◆ **Source passage**:
○ ○ ○ ○ ○ ○ ○

Just because GSA has chosen a site for a new FBI building, doesn't mean anyone should be picking out carpets and drapes just yet.
Finally, a decision on the new FBI headquarters.
But first, federal websites. What’s the connection? Websites, like the J. Edgar Hoover building, require a lot of improvement or else replacement.
That’s a generic statement. In fact, every web site everywhere needs a lot of improvement. The better the website, the better your business’s or your agency’s customer experience. Web sites have in common with buildings the need for perpetual maintenance and improvement. As it grew functionally obsolete, the FBI building in Washington D.C. deteriorated physically. So, too, do websites come to the point of reckoning.
Federal Chief Information Officer Clare Martorana underscored websites and customer experience at ACT-IAC’s big annual conference in Hershey, Pennsylvania. She urged federal tech attendees to get back to the U.S. Web Design System. Hosted for a long time by the General Services Administration, the system states its own purpose right on the home page: “We make it easier to build accessible, mobile-friendly government websites.”
Martorana complained that too few federal sites have been optimized for mobile devices. And, she said, they’ve become fragmented to the point where, at least as some sites, a visitor can’t feel totally assured it’s the legitimate site of the agency.
As someone who visits dozens of federal sites each week, I can confirm they’re not perfect, but they hold their own in the vast sea of websites. A few are stellar.
And yes, while there’s always work to do on a web site, millions of people around the world live under governments that don’t care quite so exquisitely about customer experience.

○ ○ ○ ○ ○ ○ ○

◆ **Source data**:
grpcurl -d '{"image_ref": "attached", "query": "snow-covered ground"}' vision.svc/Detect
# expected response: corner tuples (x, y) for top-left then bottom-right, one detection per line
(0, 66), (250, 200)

○ ○ ○ ○ ○ ○ ○

◆ **Given instruction**:
Reproduce the portion of the passage on federal websites above, starting with "Finally, a decision" and going on through "or else replacement.".

◆ **Worked solution**:
Finally, a decision on the new FBI headquarters.
But first, federal websites. What’s the connection? Websites, like the J. Edgar Hoover building, require a lot of improvement or else replacement.